■ Aim
Update the stretch from the line containing "instance of the sky" through the end of the records, replacing "lesson" with "exercise" and leaving all else as it is.

(Entries for pointing and labeling)
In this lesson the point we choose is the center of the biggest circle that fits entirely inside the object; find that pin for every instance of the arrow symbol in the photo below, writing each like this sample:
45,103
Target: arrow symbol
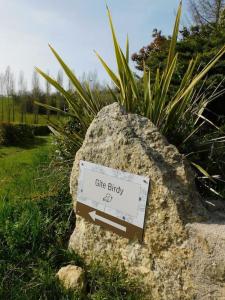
94,217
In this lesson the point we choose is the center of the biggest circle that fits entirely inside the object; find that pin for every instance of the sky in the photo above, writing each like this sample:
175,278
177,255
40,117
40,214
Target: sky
75,28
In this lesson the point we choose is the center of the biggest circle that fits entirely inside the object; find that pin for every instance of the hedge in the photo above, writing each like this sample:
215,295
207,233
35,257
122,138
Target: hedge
12,134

■ Written response
In this exercise the point we choose is the center of the biggest circle that fits entirely inside the object; find that pin for every instance of the sky in the photo above, writing each like this sample:
175,278
177,255
40,117
40,214
Target: sky
75,28
In this exercise the point we choose is the center of the biggest circle that fits entirely inside the object; find that pin for every instance of the hedge in the photo above, writing each like this sample:
215,295
207,233
35,257
122,138
Target: hedge
12,134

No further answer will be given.